++++ Supplied records

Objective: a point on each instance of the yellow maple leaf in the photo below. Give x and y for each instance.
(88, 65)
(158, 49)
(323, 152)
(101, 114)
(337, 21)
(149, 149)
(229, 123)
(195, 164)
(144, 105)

++++++++
++++ Supplied records

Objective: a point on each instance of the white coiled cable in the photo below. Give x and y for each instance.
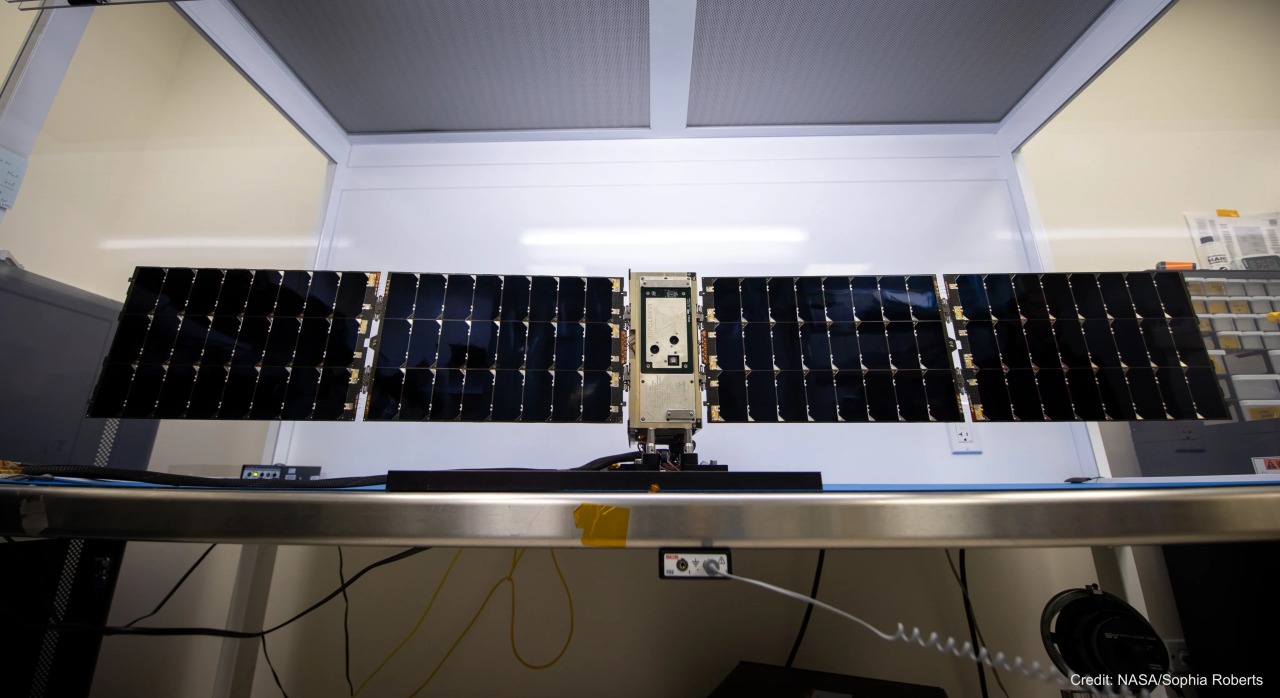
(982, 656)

++++++++
++++ Supplied records

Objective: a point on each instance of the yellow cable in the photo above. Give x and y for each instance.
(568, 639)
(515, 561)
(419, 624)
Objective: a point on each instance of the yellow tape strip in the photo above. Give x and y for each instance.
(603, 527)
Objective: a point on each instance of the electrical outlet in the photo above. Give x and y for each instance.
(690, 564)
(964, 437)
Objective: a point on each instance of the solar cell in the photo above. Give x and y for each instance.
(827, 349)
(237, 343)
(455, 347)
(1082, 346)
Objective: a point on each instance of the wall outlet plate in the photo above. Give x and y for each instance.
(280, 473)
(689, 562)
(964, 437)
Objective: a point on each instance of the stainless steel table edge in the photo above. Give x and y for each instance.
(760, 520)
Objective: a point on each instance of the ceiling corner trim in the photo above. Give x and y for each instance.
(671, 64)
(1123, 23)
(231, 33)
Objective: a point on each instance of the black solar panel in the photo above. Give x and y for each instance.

++++++++

*What is needed:* Looking at the records above, return exactly the lines from the line with "Objective: a point on each instance of the yellow cable" to the line with "Objective: a point on each instance of the black", both ends included.

*Output of the exercise:*
Objective: a point on each instance of the yellow cable in the photo above. Give x and y for each instance.
(568, 639)
(515, 561)
(419, 624)
Objective: a point on each instance of the yellow tape strip in the photo above. Give x and y for each instance.
(603, 527)
Objective: a point on each instance of the electrical outlet in the photo above. Give x and y for each instance.
(690, 564)
(964, 437)
Objective: a point on each instance of the solar cell in the photo above. Give x and y for each instance.
(827, 349)
(237, 343)
(455, 347)
(1082, 346)
Objective: a point on each instance of the wall outlet plate in the photo above. Give x and y for each instance.
(280, 473)
(689, 562)
(964, 437)
Objective: a point on each instance of the stainless steel table edge in the photo above. Give x and y for each instance.
(760, 520)
Objective: a point on each instance of the ceiling corner trim in the photo above. Give x and y for each instance.
(671, 64)
(1123, 23)
(231, 33)
Objective: a point on each instance of the black solar panel in the photo above. Give x and y for each instance.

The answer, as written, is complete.